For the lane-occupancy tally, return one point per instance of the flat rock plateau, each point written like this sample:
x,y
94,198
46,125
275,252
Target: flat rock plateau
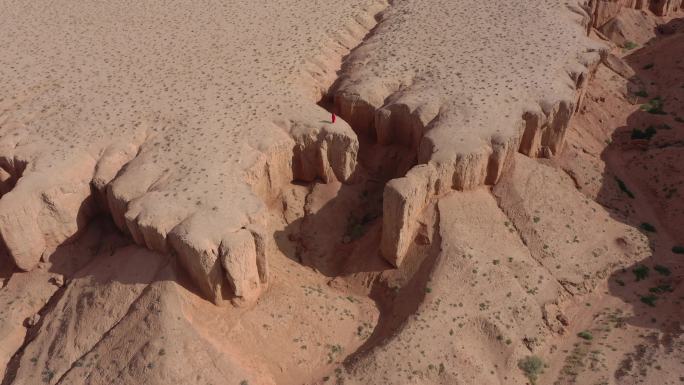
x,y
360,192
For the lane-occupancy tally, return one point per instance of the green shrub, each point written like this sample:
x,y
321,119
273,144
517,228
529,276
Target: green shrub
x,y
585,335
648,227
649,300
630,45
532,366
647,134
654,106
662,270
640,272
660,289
******************************
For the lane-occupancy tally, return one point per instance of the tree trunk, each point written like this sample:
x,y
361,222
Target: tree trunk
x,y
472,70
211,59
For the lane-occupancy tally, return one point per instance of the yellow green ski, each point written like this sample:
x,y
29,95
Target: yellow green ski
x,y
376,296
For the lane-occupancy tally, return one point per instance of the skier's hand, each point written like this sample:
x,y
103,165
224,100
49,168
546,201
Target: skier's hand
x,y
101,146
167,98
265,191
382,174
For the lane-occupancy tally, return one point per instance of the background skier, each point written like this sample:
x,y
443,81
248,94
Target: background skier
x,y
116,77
******************************
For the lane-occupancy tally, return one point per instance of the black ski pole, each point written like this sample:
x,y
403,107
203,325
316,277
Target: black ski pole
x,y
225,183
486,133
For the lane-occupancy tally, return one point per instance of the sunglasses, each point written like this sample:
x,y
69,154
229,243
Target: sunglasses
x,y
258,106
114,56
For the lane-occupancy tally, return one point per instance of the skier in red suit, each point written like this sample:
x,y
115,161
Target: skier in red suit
******************************
> What the task asks: Tally the lines in the entries above that contain the string "shrub", treating uppercase and lowercase as different. Give only the number.

> Full response: 2